- ЗАДАНИЕ 1 -
За какой срок фонд Сергея Притулы, согласно исходному документу, собрал для ВСУ сумму, сопоставимую с расходами олигархов?

- ИСХОДНЫЙ ДОКУМЕНТ -

= = = = =

«Подписать мирное соглашение после всего — это политический и физический суицид». Сергей Притула об оружии, войне и мире
Пятая колонна и люди, ответственные за срыв оборонного заказа, обязаны понести политическую и уголовную ответственность. Война должна перезагрузить общество так, чтобы украинцы перестали слушать в маршрутках отвратительный русский рэп, а вместо двухлитровки пива покупали ребенку книгу. А любой политик, который после всего пережитого подпишет позорное «мирное соглашение», обречен. Так считает волонтер Сергей Притула, фонд которого за три месяца войны собрал для ВСУ сумму, сопоставимую с расходами олигархов. Он рассказал, становится ли у армии меньше потребностей, и впервые показал собственную картину, которую приходится продавать, так как «пришло время менять доллары».
С волонтером пообщалась Елена Трибушная, украинская журналистка, главный редактор и ведущая YouTube-канала Є питання.

= = = = =

- ФРАГМЕНТ НАБОРА ДАННЫХ -
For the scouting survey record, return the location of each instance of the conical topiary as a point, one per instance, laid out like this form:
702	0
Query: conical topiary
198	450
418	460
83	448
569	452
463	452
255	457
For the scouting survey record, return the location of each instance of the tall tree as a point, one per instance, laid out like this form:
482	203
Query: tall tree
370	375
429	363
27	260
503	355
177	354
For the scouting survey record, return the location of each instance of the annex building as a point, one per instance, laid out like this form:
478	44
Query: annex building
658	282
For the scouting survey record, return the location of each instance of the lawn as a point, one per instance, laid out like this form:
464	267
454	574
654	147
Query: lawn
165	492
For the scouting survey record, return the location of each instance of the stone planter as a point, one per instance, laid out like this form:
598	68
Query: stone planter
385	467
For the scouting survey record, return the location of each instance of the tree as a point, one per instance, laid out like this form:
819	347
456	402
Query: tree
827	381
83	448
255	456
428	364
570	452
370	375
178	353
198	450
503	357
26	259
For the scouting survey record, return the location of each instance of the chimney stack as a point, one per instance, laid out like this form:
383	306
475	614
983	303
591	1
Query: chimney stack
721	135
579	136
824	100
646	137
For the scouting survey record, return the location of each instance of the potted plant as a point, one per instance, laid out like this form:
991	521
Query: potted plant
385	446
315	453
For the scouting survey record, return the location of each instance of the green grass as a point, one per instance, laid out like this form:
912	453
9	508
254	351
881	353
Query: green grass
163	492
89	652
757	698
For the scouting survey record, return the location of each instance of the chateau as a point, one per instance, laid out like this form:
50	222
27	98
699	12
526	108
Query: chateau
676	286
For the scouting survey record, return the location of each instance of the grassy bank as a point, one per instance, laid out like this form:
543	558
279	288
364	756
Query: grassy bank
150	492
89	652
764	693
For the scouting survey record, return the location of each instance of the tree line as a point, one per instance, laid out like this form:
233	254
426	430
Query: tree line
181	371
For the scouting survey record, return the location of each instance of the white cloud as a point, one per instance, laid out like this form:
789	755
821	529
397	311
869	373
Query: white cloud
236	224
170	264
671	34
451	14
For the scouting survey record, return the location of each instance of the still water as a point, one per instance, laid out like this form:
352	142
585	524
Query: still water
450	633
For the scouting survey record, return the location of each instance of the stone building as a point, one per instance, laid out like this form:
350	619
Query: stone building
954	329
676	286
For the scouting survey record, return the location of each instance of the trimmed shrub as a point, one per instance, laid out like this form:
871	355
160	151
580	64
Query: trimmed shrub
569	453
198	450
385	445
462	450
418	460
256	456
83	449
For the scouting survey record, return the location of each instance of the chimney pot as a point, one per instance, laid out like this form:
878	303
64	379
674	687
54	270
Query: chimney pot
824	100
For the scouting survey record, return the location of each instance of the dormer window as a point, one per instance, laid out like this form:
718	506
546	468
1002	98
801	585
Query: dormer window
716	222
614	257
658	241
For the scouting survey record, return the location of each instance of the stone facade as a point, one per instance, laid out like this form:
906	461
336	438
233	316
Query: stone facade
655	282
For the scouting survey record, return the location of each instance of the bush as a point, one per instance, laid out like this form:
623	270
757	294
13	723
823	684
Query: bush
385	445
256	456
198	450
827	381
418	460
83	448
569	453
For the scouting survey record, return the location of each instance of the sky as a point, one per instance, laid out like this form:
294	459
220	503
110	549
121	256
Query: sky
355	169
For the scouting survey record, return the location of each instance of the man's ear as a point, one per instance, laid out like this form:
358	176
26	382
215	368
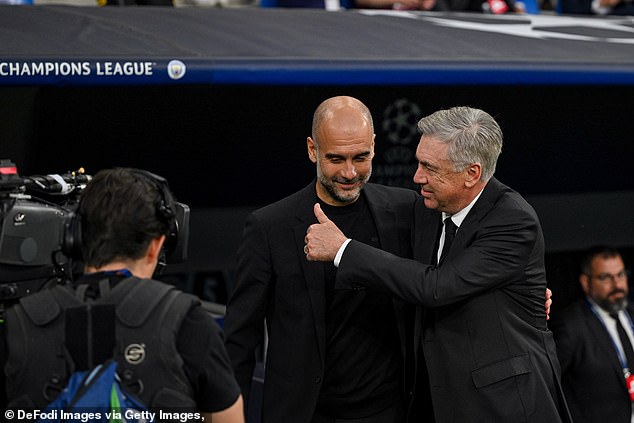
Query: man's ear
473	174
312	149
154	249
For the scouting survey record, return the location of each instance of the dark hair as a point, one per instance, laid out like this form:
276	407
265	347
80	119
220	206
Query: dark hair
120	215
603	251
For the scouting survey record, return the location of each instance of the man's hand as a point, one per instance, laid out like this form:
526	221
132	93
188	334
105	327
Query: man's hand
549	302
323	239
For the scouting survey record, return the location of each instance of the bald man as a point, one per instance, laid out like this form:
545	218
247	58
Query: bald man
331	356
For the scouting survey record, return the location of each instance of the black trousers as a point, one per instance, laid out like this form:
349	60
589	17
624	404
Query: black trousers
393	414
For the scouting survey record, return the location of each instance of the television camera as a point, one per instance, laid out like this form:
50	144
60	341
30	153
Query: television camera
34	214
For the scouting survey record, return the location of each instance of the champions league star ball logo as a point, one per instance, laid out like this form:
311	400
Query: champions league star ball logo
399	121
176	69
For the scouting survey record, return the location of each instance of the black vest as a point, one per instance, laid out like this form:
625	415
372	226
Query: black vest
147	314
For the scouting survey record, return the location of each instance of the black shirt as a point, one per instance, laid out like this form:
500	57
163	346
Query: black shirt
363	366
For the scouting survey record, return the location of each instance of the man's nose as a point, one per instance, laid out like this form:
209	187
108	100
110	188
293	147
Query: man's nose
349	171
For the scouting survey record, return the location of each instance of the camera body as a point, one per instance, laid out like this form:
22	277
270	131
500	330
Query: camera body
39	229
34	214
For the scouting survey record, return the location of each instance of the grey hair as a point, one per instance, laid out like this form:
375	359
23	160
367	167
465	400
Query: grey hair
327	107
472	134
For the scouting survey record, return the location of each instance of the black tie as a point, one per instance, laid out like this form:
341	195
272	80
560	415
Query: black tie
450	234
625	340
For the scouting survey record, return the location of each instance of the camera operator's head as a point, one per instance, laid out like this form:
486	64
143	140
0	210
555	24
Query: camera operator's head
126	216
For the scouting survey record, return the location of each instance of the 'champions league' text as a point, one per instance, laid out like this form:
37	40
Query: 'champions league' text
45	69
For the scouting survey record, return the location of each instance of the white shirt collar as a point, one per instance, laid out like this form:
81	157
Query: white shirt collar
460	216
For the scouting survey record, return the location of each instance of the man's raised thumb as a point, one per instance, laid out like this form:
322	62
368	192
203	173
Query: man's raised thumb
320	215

= = = = =

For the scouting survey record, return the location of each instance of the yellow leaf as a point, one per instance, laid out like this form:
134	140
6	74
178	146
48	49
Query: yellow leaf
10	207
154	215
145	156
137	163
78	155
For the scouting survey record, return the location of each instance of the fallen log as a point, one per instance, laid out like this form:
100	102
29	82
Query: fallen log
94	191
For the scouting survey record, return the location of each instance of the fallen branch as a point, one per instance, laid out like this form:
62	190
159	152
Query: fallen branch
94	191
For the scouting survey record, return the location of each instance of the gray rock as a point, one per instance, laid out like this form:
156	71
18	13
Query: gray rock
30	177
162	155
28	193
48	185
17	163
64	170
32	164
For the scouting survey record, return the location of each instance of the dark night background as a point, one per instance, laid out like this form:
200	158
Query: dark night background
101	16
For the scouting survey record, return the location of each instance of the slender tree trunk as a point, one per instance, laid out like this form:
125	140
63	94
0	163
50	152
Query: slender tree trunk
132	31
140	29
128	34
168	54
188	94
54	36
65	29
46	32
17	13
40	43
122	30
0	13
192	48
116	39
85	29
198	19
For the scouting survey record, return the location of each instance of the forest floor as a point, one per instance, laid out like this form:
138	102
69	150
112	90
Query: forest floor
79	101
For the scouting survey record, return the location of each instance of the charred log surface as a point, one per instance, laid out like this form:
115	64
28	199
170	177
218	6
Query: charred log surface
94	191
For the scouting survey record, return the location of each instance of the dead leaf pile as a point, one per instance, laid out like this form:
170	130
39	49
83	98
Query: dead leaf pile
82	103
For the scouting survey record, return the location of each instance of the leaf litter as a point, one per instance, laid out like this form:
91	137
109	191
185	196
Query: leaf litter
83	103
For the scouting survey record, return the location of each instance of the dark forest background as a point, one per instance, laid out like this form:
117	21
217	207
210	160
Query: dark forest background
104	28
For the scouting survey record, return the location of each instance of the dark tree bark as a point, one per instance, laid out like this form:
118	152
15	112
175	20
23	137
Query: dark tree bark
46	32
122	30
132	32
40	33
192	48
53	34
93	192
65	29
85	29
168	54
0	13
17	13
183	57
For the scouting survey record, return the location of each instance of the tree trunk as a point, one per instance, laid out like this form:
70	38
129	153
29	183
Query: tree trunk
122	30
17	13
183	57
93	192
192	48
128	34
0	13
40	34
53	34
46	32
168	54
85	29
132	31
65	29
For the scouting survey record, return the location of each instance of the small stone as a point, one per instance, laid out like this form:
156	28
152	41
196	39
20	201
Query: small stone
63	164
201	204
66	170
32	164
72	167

= = = = =

- ЗАДАНИЕ 2 -
Верните из записей каждую строку, в которой встречается слово «bank».

- ГОТОВЫЙ ОТВЕТ 1 -
За три месяца войны.

- ГОТОВЫЙ ОТВЕТ 2 -
For the scouting survey record, return the location of each instance of the grassy bank as a point, one per instance, laid out like this form:
Query: grassy bank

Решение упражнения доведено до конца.